Cuando estaba en quinto grado, Joglar Pesquera tuvo que afrontar una de las situaciones más difíciles en su vida. “La pérdida de mi papá me marcó... Mi papá muere en un accidente. Yo me estaba quedando en casa de mi abuela y estaba durmiendo cuando la oigo gritar y una de las señoras dijo: ‘Ay, bendito, se quedó huérfano...’. Al día de hoy, yo no me olvido de esas palabras”, narra.

Estudió en el Colegio Santa Rosa y, ese mismo año que murió su padre, lo cambiaron a la Academia San José. La escuela superior la hizo interno en el Colegio San Antonio Abad, en Humacao.

“No era el mejor estudiante en términos de conducta y me decían que me iban a arreglar los monjes benedictinos. En aquella época, uno pasaba dos semanas en la escuela y venía un fin de semana a la casa”, dice.

“Tengo que agracederle a esa escuela que desarrollé unos hábitos de estudios y una disciplina que no tenía. Aprendí unos valores morales que quizá no estaban tan fuertemente arraigados como están ahora”, sostiene el galeno.

A insistencias de su tía de que tenía que aprender inglés, fue a estudiar el bachillerato a Saint Mary’s College, en Maryland. Fue otro cambio tan fuerte que, en el primer año, le escribió una carta a su mamá diciéndole que quería regresar a Puerto Rico. “Son choques culturales. No había puertorriqueños. Me acuerdo que había un cubano que me lo asignaron de big brother”, recuerda.

Cuando terminó el bachillerato en biología, regresó corriendo al terruño, y lo aceptaron en la Escuela de Medicina del Recinto de Ciencias Médicas. “Me gradué de médico en 1973”, dice.

INSTRUCCIÓN DE TRABAJO A:
Según el texto sobre Joglar Pesquera, ¿en qué año se graduó de médico?
INSTRUCCIÓN DE TRABAJO B:
Escribe la continuación del texto sobre Joglar Pesquera a partir de su última oración.

ENTRADAS PROPORCIONADAS:

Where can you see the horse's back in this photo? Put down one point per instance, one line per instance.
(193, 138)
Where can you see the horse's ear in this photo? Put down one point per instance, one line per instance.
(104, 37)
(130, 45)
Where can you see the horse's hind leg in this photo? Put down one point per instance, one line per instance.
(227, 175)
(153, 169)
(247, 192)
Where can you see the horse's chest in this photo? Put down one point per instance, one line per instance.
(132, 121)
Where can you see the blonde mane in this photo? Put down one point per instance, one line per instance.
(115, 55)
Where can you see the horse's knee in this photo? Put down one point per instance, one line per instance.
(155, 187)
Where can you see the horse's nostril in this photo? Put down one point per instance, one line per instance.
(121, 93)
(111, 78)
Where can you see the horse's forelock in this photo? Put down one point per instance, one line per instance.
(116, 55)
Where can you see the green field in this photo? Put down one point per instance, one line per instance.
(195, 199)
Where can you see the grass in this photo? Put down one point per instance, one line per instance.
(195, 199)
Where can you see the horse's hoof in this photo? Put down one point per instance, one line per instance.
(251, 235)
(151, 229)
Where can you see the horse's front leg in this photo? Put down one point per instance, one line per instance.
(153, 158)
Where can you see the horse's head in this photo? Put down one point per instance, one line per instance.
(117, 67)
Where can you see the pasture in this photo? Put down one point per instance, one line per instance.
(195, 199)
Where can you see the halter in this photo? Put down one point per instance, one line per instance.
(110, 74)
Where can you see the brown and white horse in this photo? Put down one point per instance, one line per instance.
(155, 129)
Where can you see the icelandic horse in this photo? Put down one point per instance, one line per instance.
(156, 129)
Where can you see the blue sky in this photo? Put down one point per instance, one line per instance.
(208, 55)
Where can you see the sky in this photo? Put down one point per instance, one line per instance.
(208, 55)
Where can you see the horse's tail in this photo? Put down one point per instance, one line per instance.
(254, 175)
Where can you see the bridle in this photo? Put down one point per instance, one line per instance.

RESULTADO OBTENIDO A:
En 1973.

RESULTADO OBTENIDO B:
Fueron en esos años en los que conoció a quien sería su esposa, Olga Billoch Picó, quien es cardióloga pediátrica. “Caímos en el mismo grupo de anatomía y nos tocó examinar el mismo cadáver. Ahí nos conocimos y de ahí fue que nació la relación, muy poco romántica por cierto”, cuenta con una risotada.

Tienen cuatro hijos: Francisco, Javier, Olga y Manuel.

El doctor Joglar Pesquera estaba retirado de la práctica médica cuando lo reclutó el gobernador Alejandro García Padilla. “ Hacía algunos trabajos, en el área de consultoría. La mayor parte del tiempo se lo dedicaba a la familia y a servir de chofer de los nietos”, afirma el médico. Dice que su mejor amiga es Olga.

Admiraba a su abuelo paterno, Francisco, quien dice que es la persona más honrada que ha conocido. Era agricultor y cuenta que, cuando era niño, visitaba su finca en el barrio Dajao. “Yo siempre llegaba mareao allá porque en los años 50 lo que había era un camino. Él dejaba el carro en un sitio y venían a buscarnos en caballo porque había que cruzar un riachuelo”, rememora.

En términos de integridad y de amor, admira a su madre. “Mi mamá es usted y tenga, la persona de mayor significado en mi vida”, afirma. A su progenitora, que cumple 90 años en junio, la lleva tres veces a la semana, temprano en la mañana, a hacer acuaeróbicos.

Aunque le gusta todo tipo de música, sigue siendo salsero. “Aquí la salsa gorda no falta porque después de Cortijo vino El Gran Combo”, acota. No se perdió el concierto de los 50 años de “los Mulatos del Sabor”. “Fui con mis hijos . El mayor vino de Virginia”, sostiene.

También le somete al baile, pero dice que la experta es su hija, que es maestra de baile. “Nunca he podido bailar tango, y me gusta. Uno aprende mirando, pero no hay forma...”, revela.

También era fanático del “Sonero Mayor”, Ismael Rivera. “Cuando lo metieron preso, fue como si me hubieran quitado lo más grande, se me cayó del pedestal”, dice. Andy Montañez fue otro de sus favoritos, así como Daniel Santos, Bobby Capó y los boleros cortavenas de Gilberto Monroig.

Su canción favorita es El cuarto de Tula, interpretada por el grupo cubano Buena Vista Social Club. “Cada vez que hay una reunión familiar, especialmente en Navidad, me toca a mí cantar El cuarto de Tula. Se ha convertido en el tema oficial de las reuniones familiares”, dice riendo.

Cante un pedacito...

Noooo... (ríe). Creo que he hablado aquí más de lo que debí haber hablado.

Es para ponerle un final a la entrevista...

“El cuarto de Tula se encendió en candela, se quedó dormida y no, no apagó la vela...”.